● **Tarefas a realizar**
• A. Retorne, sem alterações, o trecho do texto sobre mulheres em TI que se inicia com as palavras que contêm "Consultoria global de" e se encerra com "mulheres à TI.".
• B. Dê seguimento ao texto sobre a participação de mulheres nas contratações de TI a partir do ponto em que ele termina.

● **Texto extraído**
Consultoria global de RH, a Robert Half também tem registrado um aumento na participação de mulheres nos processos seletivos de TI em que está envolvida. Seus dados mais recentes com análise de gênero são relativos aos anos de 2019 e 2020. No período, a consultoria registrou um um aumento de 20% nas contratações de mulheres na área de TI.

Em 2019, de todas as vagas de TI trabalhadas na Robert Half, 18% contavam com a participação de mulheres. Já em 2020, essa participação ultrapassou 25%. Em entrevista ao IT Forum, Mariana Horno, gerente sênior da Robert Half, classificou os indicadores como positivos e parte de um processo amplo do setor que tem possibilitado a chegada de mais mulheres à TI.

“A gente tem uma escassez de recursos de tecnologia que é natural e global. Isso possibilita inclusão em todos os sentidos”, avaliou a executiva. “ No caso das mulheres, isso não é diferente. Se existia um mercado mais fechado do ponto de vista de atração e de possibilidades para inserção de mulheres, isso cai por terra porque a gente tem muita necessidade de profissionais”.

[Entradas de rotulagem da posição de objetos]
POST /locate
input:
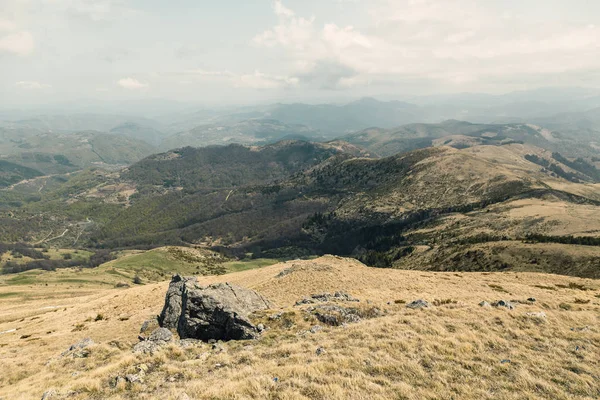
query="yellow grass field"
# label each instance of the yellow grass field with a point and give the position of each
(453, 350)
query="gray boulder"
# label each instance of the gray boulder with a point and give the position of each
(169, 317)
(504, 303)
(218, 312)
(420, 303)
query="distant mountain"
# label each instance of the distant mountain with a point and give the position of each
(75, 122)
(248, 132)
(228, 166)
(53, 153)
(11, 173)
(335, 119)
(139, 132)
(460, 134)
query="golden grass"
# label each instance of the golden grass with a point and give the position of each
(453, 350)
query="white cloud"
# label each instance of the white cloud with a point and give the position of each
(19, 43)
(6, 25)
(256, 80)
(453, 42)
(131, 83)
(31, 85)
(281, 10)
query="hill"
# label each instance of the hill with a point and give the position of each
(140, 132)
(246, 132)
(460, 134)
(546, 347)
(56, 153)
(412, 210)
(11, 173)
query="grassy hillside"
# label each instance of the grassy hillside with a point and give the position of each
(547, 348)
(460, 134)
(247, 132)
(11, 173)
(57, 153)
(296, 198)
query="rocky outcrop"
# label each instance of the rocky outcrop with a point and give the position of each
(218, 312)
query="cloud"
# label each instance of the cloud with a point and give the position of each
(92, 10)
(452, 43)
(14, 41)
(31, 85)
(131, 84)
(256, 80)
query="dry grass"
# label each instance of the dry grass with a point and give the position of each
(455, 349)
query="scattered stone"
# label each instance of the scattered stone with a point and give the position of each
(316, 328)
(158, 338)
(48, 394)
(420, 303)
(326, 297)
(275, 317)
(218, 348)
(149, 325)
(334, 315)
(540, 314)
(118, 380)
(79, 350)
(161, 334)
(581, 329)
(503, 303)
(133, 378)
(217, 311)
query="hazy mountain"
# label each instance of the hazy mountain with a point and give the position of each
(252, 131)
(63, 152)
(460, 134)
(139, 132)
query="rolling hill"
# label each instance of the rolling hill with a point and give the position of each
(546, 347)
(410, 210)
(246, 132)
(460, 134)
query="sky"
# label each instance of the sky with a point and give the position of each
(250, 51)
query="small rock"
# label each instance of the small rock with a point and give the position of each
(218, 347)
(503, 303)
(316, 328)
(79, 350)
(161, 334)
(420, 303)
(133, 378)
(143, 368)
(540, 314)
(149, 325)
(326, 297)
(275, 316)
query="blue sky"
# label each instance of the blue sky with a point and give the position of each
(232, 52)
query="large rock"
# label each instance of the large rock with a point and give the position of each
(217, 311)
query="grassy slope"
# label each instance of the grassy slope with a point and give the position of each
(448, 351)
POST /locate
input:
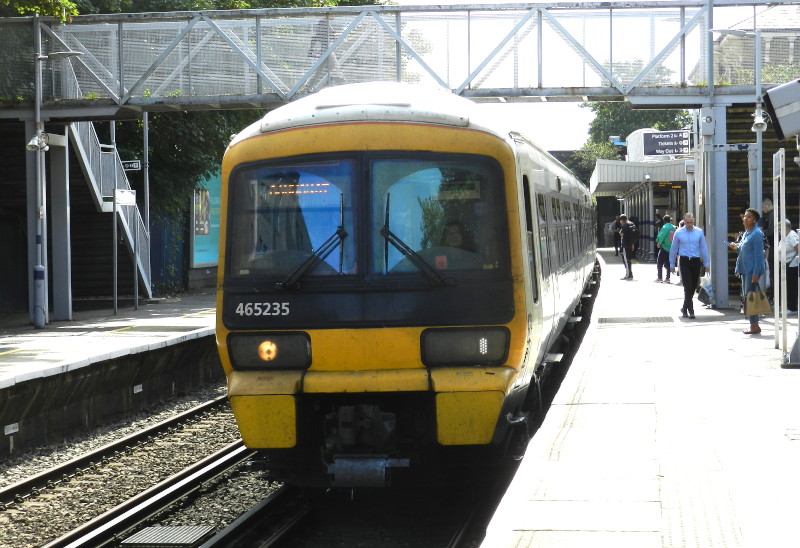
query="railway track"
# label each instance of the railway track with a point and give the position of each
(34, 486)
(59, 506)
(107, 527)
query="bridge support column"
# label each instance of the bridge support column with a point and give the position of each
(715, 186)
(60, 223)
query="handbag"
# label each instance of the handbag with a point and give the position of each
(755, 302)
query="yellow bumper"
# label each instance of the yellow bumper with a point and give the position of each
(468, 401)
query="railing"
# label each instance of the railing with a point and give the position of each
(603, 50)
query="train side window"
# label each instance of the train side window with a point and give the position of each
(542, 208)
(544, 230)
(526, 189)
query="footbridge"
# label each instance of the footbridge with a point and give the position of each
(121, 66)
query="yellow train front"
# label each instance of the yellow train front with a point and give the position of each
(389, 280)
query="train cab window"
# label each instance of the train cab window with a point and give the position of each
(442, 213)
(283, 215)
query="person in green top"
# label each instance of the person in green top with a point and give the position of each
(663, 244)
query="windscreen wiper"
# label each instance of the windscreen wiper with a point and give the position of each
(321, 253)
(402, 247)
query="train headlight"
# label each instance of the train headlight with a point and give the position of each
(465, 346)
(270, 350)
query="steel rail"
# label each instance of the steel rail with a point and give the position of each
(106, 527)
(285, 506)
(30, 487)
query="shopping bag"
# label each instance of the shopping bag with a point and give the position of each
(755, 302)
(706, 292)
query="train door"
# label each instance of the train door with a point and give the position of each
(534, 284)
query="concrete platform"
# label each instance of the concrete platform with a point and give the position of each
(75, 375)
(667, 432)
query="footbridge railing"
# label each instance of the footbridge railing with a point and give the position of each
(657, 52)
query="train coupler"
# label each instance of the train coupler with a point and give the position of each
(364, 471)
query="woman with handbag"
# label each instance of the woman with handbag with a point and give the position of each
(791, 243)
(750, 264)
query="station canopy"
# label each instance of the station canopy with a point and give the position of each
(617, 177)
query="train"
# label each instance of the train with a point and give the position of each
(396, 268)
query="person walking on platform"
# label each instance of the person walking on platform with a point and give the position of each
(664, 244)
(627, 237)
(689, 244)
(750, 263)
(615, 229)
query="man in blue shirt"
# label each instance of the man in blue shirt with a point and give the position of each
(689, 244)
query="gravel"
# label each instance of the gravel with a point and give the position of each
(43, 458)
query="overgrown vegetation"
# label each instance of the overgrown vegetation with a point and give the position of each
(619, 118)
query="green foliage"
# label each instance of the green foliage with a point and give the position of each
(62, 9)
(619, 118)
(583, 161)
(185, 148)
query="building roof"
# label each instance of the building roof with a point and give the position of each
(616, 177)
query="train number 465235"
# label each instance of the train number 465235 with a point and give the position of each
(262, 309)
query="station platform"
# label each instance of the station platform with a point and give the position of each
(100, 335)
(666, 432)
(71, 376)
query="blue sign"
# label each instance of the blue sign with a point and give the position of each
(205, 223)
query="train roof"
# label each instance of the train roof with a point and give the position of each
(371, 102)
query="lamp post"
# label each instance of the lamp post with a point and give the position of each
(39, 144)
(755, 160)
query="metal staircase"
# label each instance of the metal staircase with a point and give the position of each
(102, 168)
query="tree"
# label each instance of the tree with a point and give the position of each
(582, 162)
(52, 8)
(185, 147)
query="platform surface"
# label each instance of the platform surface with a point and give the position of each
(98, 335)
(667, 432)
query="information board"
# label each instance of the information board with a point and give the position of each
(666, 143)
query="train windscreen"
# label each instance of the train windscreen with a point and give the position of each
(294, 214)
(431, 215)
(445, 213)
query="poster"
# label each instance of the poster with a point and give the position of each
(205, 223)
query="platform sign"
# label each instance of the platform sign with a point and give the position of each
(666, 143)
(124, 197)
(205, 223)
(132, 165)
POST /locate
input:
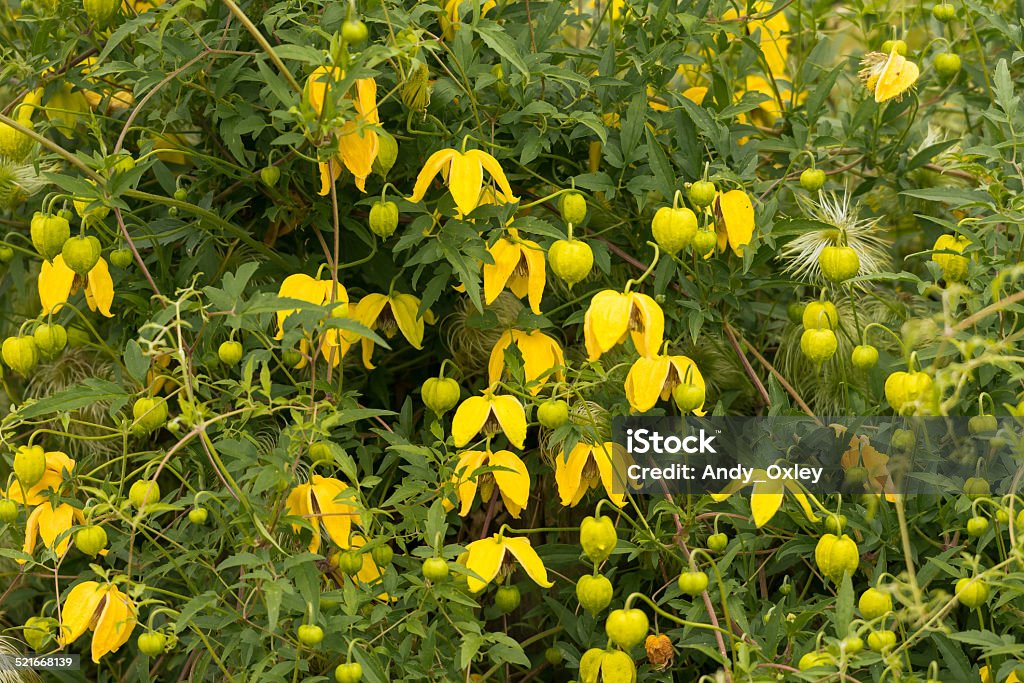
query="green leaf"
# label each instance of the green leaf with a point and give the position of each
(844, 606)
(135, 361)
(498, 39)
(92, 390)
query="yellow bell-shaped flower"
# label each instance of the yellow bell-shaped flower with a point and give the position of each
(102, 608)
(487, 556)
(612, 315)
(464, 174)
(57, 282)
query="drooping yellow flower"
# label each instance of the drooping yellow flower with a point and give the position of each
(487, 556)
(52, 526)
(695, 94)
(389, 314)
(766, 497)
(519, 266)
(304, 288)
(65, 108)
(451, 18)
(733, 220)
(57, 282)
(120, 98)
(769, 110)
(542, 356)
(370, 573)
(651, 378)
(317, 502)
(862, 454)
(140, 6)
(464, 175)
(56, 465)
(103, 608)
(510, 475)
(491, 413)
(587, 466)
(987, 678)
(357, 141)
(888, 77)
(170, 146)
(612, 315)
(334, 344)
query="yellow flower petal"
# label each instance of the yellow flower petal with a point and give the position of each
(336, 514)
(437, 161)
(469, 462)
(647, 339)
(506, 255)
(541, 356)
(536, 273)
(568, 474)
(765, 501)
(688, 373)
(115, 625)
(469, 419)
(512, 418)
(734, 222)
(80, 606)
(99, 289)
(465, 181)
(483, 558)
(606, 322)
(528, 559)
(55, 282)
(496, 365)
(303, 288)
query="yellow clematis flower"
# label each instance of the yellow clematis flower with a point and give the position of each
(733, 220)
(102, 608)
(766, 497)
(888, 77)
(862, 454)
(334, 344)
(651, 378)
(56, 465)
(542, 357)
(120, 98)
(519, 266)
(304, 288)
(389, 314)
(57, 282)
(464, 175)
(317, 501)
(357, 141)
(486, 558)
(511, 477)
(587, 466)
(49, 524)
(612, 315)
(489, 413)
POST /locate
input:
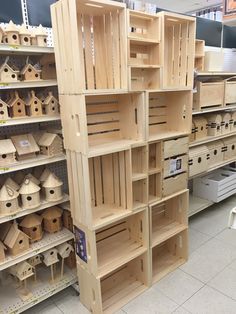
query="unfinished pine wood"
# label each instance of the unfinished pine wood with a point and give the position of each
(168, 218)
(169, 113)
(90, 39)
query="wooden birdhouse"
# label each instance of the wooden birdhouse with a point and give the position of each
(8, 74)
(16, 240)
(25, 145)
(22, 270)
(50, 144)
(25, 35)
(8, 200)
(51, 105)
(2, 252)
(53, 188)
(52, 219)
(33, 105)
(41, 36)
(7, 153)
(16, 106)
(3, 110)
(32, 226)
(11, 36)
(65, 249)
(30, 195)
(30, 73)
(50, 257)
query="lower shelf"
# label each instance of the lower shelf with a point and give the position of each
(10, 302)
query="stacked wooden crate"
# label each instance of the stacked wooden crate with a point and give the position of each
(125, 81)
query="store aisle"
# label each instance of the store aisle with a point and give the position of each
(205, 284)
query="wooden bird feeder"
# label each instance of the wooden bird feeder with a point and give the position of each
(8, 200)
(30, 195)
(7, 153)
(11, 35)
(53, 188)
(52, 219)
(50, 144)
(32, 226)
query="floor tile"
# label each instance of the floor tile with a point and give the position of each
(170, 286)
(151, 302)
(210, 301)
(208, 260)
(225, 282)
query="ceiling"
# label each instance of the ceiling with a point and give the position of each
(185, 6)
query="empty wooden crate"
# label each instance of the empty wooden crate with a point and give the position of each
(90, 39)
(114, 245)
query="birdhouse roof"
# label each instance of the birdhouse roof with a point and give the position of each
(25, 144)
(52, 181)
(15, 186)
(7, 147)
(28, 187)
(31, 220)
(13, 235)
(52, 212)
(47, 139)
(7, 193)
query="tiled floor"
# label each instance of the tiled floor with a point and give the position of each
(205, 284)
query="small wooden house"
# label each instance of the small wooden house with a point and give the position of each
(22, 270)
(8, 74)
(25, 35)
(52, 219)
(50, 144)
(16, 106)
(7, 153)
(11, 35)
(65, 249)
(51, 105)
(30, 195)
(41, 36)
(3, 110)
(50, 257)
(33, 105)
(8, 200)
(2, 252)
(53, 188)
(30, 73)
(32, 226)
(16, 240)
(25, 145)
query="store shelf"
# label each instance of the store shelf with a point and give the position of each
(24, 50)
(10, 302)
(27, 84)
(211, 139)
(24, 212)
(48, 241)
(34, 162)
(197, 204)
(28, 120)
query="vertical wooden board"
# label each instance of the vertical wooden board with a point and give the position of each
(100, 57)
(88, 56)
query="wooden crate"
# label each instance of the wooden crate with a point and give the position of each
(169, 255)
(178, 33)
(168, 218)
(217, 186)
(100, 188)
(199, 158)
(169, 113)
(90, 39)
(114, 245)
(209, 94)
(95, 125)
(111, 292)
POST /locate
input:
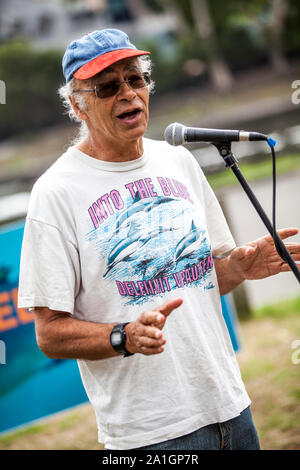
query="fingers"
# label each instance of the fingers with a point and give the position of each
(143, 338)
(145, 335)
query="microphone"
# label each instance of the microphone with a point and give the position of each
(177, 134)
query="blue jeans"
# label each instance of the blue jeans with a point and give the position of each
(236, 434)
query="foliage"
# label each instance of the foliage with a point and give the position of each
(31, 78)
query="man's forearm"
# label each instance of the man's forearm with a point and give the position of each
(228, 277)
(65, 337)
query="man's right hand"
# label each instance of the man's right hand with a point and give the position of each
(144, 336)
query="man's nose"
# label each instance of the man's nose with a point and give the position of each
(125, 91)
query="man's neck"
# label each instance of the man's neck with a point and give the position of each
(114, 152)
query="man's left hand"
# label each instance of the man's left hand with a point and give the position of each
(259, 259)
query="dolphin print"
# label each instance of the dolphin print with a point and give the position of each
(186, 246)
(139, 205)
(134, 241)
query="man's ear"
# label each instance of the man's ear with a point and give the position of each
(77, 110)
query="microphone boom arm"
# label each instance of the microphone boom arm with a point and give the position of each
(224, 149)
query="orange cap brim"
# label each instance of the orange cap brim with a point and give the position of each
(103, 61)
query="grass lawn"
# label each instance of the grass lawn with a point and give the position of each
(256, 170)
(269, 370)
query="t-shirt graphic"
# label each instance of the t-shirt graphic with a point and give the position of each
(152, 245)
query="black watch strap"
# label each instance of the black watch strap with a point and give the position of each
(118, 339)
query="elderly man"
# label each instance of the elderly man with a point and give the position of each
(125, 255)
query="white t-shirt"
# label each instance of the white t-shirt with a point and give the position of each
(106, 241)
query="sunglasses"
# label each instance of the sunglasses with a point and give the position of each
(111, 88)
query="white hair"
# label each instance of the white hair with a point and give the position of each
(66, 90)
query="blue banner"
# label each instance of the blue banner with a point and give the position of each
(31, 385)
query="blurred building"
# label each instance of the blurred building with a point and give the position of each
(54, 23)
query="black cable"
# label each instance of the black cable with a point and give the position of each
(275, 235)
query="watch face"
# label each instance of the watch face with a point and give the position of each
(116, 338)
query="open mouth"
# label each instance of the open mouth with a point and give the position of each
(129, 114)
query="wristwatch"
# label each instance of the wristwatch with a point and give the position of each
(118, 339)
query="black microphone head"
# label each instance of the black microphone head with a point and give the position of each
(174, 134)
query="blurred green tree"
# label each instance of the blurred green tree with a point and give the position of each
(31, 77)
(199, 20)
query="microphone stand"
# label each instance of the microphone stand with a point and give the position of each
(224, 149)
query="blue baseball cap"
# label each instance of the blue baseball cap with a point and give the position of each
(94, 52)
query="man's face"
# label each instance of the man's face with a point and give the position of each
(123, 117)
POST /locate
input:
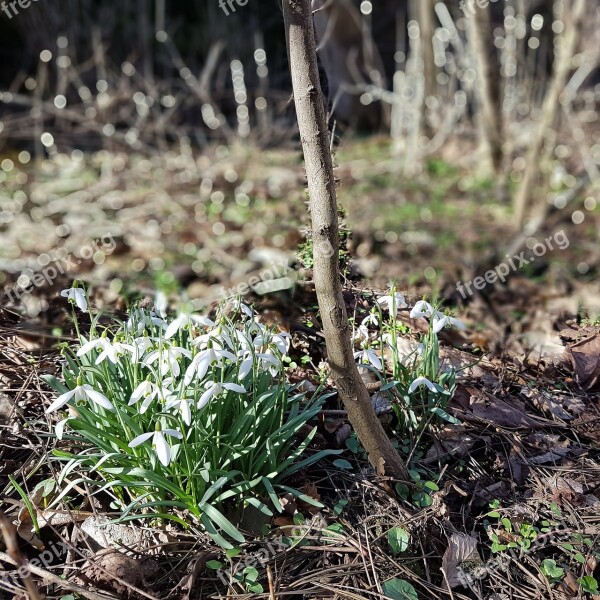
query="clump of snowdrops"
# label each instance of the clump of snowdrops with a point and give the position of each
(421, 388)
(186, 419)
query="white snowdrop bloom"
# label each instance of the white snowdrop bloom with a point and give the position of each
(368, 356)
(422, 309)
(159, 443)
(392, 302)
(282, 342)
(81, 392)
(140, 346)
(390, 340)
(139, 321)
(185, 319)
(440, 321)
(239, 306)
(420, 381)
(109, 350)
(161, 304)
(203, 360)
(214, 389)
(371, 319)
(76, 296)
(168, 359)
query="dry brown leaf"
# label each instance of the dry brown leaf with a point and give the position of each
(461, 548)
(586, 361)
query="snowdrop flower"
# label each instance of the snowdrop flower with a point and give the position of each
(81, 392)
(76, 296)
(161, 304)
(203, 360)
(108, 350)
(243, 308)
(422, 309)
(372, 319)
(185, 319)
(392, 302)
(159, 443)
(420, 381)
(368, 356)
(440, 321)
(214, 389)
(168, 359)
(139, 320)
(140, 346)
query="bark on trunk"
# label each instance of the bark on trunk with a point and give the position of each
(314, 135)
(487, 86)
(550, 107)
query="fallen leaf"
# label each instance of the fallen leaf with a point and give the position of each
(586, 361)
(461, 548)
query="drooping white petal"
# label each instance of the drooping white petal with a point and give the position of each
(422, 309)
(140, 439)
(176, 325)
(202, 320)
(142, 389)
(173, 433)
(163, 451)
(234, 387)
(208, 394)
(439, 323)
(59, 429)
(87, 347)
(161, 304)
(245, 368)
(374, 359)
(61, 401)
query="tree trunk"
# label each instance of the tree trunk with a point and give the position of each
(425, 18)
(310, 110)
(487, 86)
(550, 107)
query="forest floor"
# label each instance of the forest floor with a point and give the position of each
(510, 495)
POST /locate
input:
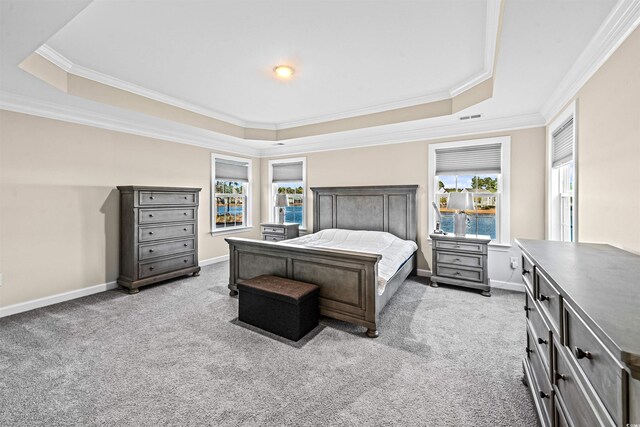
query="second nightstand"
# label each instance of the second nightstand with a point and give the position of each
(275, 232)
(460, 261)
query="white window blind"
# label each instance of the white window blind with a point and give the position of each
(231, 170)
(563, 144)
(287, 172)
(469, 160)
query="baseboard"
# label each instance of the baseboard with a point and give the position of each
(509, 286)
(55, 299)
(424, 273)
(215, 260)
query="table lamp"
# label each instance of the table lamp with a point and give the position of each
(460, 202)
(282, 201)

● **Respostas por tarefa**
• A.
Consultoria global de RH, a Robert Half também tem registrado um aumento na participação de mulheres nos processos seletivos de TI em que está envolvida. Seus dados mais recentes com análise de gênero são relativos aos anos de 2019 e 2020. No período, a consultoria registrou um um aumento de 20% nas contratações de mulheres na área de TI.

Em 2019, de todas as vagas de TI trabalhadas na Robert Half, 18% contavam com a participação de mulheres. Já em 2020, essa participação ultrapassou 25%. Em entrevista ao IT Forum, Mariana Horno, gerente sênior da Robert Half, classificou os indicadores como positivos e parte de um processo amplo do setor que tem possibilitado a chegada de mais mulheres à TI.

• B.
Gargalo na liderança

Mas se por um lado programas afirmativos para contratação de mulheres e a alta demanda por profissionais de TI têm ampliado a presença feminina no setor, por outro a liderança feminina em TI continua sendo grande motivo de preocupação. “A porta de entrada é o recrutamento, sem dúvida. Mas a retenção e a sensação cultural de que essas mulheres são parte de fato – que elas podem dar o melhor de si e que vão ter possibilidade de chegar a esses cargos – é fundamental”, disse Mariana Horno, da Robert Half.

Dados da pesquisa CIO Survey 2020, promovida pela KPMG em parceria com a Harvey Nash, mostram que apenas 11% das lideranças globais de tecnologia são mulheres – o percentual é o mesmo registrado na edição anterior do estudo. A América Latina desponta como a região mais igualitária neste aspecto, onde 16% das lideranças de TI estão nas mãos de mulheres.

O percentual é considerado “incrivelmente baixo” pela consultoria e vai na contramão da própria receptividade de empresas a times diversos. No mesmo estudo, a KPMG constatou que 67% dos entrevistados dizem que um “bom trabalho de inclusão e diversidade” melhorou a “confiança e a colaboração” em equipes de tecnologia, além de favorecer o acesso às habilidades certas demandadas por empresas.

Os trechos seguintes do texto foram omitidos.